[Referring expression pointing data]

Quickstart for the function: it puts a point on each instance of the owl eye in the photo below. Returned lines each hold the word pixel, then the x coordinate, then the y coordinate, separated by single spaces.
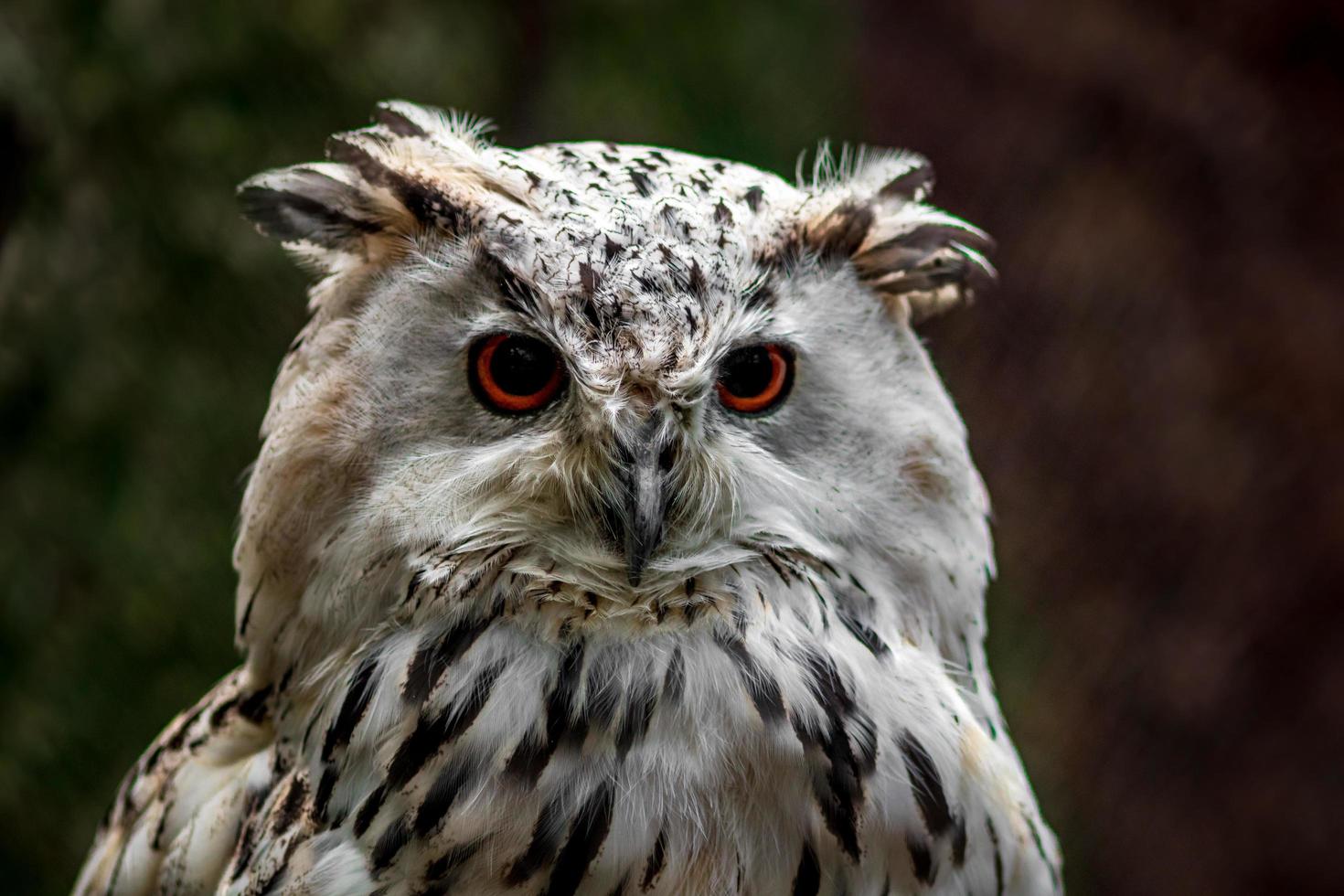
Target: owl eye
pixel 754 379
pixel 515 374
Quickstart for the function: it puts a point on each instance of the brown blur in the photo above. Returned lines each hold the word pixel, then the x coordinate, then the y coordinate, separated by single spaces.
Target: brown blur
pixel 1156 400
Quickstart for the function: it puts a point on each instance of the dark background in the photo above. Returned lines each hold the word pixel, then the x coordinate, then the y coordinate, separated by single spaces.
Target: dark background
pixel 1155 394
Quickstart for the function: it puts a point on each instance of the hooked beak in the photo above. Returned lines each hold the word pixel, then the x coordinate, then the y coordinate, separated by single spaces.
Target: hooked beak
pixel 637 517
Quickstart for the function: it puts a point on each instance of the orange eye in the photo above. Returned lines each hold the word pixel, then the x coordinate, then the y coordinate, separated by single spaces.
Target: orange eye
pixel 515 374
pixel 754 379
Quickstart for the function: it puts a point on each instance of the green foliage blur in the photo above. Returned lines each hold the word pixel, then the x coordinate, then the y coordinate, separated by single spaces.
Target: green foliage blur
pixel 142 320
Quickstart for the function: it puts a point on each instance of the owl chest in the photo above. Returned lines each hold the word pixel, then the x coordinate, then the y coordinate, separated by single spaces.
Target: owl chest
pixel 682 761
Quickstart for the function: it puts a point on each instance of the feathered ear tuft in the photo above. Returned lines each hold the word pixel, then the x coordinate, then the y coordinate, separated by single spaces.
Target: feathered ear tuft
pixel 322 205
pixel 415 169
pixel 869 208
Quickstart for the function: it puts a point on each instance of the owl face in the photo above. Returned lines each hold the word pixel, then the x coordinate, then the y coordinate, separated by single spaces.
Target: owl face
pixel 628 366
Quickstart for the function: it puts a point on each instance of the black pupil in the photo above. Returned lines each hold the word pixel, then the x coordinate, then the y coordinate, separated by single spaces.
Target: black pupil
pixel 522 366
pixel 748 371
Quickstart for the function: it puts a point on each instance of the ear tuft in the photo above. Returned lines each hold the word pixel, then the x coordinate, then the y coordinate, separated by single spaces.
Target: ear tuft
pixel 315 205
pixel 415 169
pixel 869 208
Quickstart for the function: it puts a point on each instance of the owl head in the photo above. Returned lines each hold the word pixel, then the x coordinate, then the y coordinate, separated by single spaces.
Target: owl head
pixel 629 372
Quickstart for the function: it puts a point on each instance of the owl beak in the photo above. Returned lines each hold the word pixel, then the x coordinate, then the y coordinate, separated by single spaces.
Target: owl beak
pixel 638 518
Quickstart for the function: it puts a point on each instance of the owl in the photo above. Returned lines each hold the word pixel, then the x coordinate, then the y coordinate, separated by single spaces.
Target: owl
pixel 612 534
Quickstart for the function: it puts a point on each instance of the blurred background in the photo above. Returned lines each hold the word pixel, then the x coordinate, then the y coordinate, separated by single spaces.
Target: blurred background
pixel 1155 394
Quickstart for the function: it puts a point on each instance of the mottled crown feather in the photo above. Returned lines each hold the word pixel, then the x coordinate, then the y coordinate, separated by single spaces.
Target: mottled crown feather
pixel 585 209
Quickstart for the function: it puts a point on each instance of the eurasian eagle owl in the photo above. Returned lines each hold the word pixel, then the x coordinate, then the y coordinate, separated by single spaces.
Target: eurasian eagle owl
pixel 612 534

TASK ITEM:
Text only, no pictures: copy every entry exactly.

RESULT OF THE TASK:
Quickstart for the function: it puts a point on each instance of the owl eye in the photo below. Returned lines each hold the word pixel, then the x coordinate, then the y coordinate, separated by single spaces.
Target: owl eye
pixel 754 379
pixel 515 374
Quickstart for the function: it puts a point on each instance of the brown blur in the photo above. Returned lines each hold the word pixel, then the x coordinate, then the y coordinate, separated by single spaces.
Target: brown blur
pixel 1156 400
Quickstart for the function: it puts a point on each instance of the dark background in the photo above. Returned lines each hold the word pixel, then the x coordinate, then the y coordinate, separated by single spaces.
Target: dark background
pixel 1155 394
Quickstart for the function: it puts a point on each instance of the hooked beak in the photo above. Returned lines each hold the word pixel, then the x coordinate, then the y coordinate, separated by single spaces.
Target: hooked beak
pixel 637 517
Quickstart for the function: it puts a point on each instance of the orange eye in the photo above. Returned lines each hold the word pixel, then the x coordinate, then the y coordinate, separated by single spaces.
Target: orange eye
pixel 515 374
pixel 754 379
Quickstart for the function: it puts a point on each instance of the green foliage blur in the photo above. Returned lines each hold the word pixel, then the x coordinate, then the y coordinate, separated by single spaces.
Target: green foliage blur
pixel 142 320
Quickstart for the function: it puts a point on each instance of the owl chest in the photo above. Returned lines each hold the word pixel, then the x coordinate, then the y coordinate, separated by single spaces.
Target: owl chest
pixel 682 761
Quickstart for the function: it puts a point on each instance of the feathered ear tuft in the photo above. Returned lines each hold the word pixel, then the x coordinate, then the y coordinate, separated by single spaces.
Target: feathered ear tuft
pixel 322 205
pixel 415 169
pixel 869 208
Quickstart for the function: it puts a point on each instance of the owl face in the photo above. Returned lines each hold the word pixel, then the x coordinate, then the y coordinate, separated by single spaces.
Target: owl face
pixel 628 366
Quickstart for the function: it puts a point on each instance of the black pupil in the photo above. Returned lines each hold the word pixel, then the x coordinate, then the y coordinate, separated by single spaces.
Target: black pupil
pixel 522 366
pixel 748 371
Quickstart for the function: it puts a point on each instance of the ear tuft in the photo above. Returned lines each hold the word pixel, then the x coordinate, then the y coordinate, separated by single spaces.
Target: ear tuft
pixel 315 205
pixel 415 169
pixel 869 208
Quickstart for the function: it puts a point on each instance of the owl head in the photo above. Returned lines each hold the word pixel, then the x coordinate, then the y coordinate, separated by single spaces.
Target: owl head
pixel 629 372
Quickstart for the function: it puts a point on each instance of the owl beak in the photo above. Returned lines each hold the word pixel, then the x coordinate, then the y coordinate, separated by single spaces.
Target: owl beak
pixel 638 518
Quickstart for the function: it puts a point on each instance of the owl in the photo above. Returned lines each hold the word pixel, then the x coordinate, then the y coordinate, separated by single spaces.
Target: owl
pixel 612 534
Quickstart for the function: it puts a point on each instance of the blurred background in the photo above. Returned lines each hold the word pixel, then the x coordinate, then the y coordinate, separated by single spaces.
Target: blurred background
pixel 1155 394
Quickstart for the function: it puts a point on each instance of the mottled crown feather in the photo above. Returned lines each hold the word pixel, then the x coordinate, then the y coordinate, separated by single spaces.
Target: mottled crown feather
pixel 585 209
Quickstart for the function: it puts a point on each instance of the eurasian eagle owl in the photo above. Returned lines each hold the word pixel, then the x coordinate, then the y coordinate, separated by single spaces.
Target: eurasian eagle owl
pixel 612 534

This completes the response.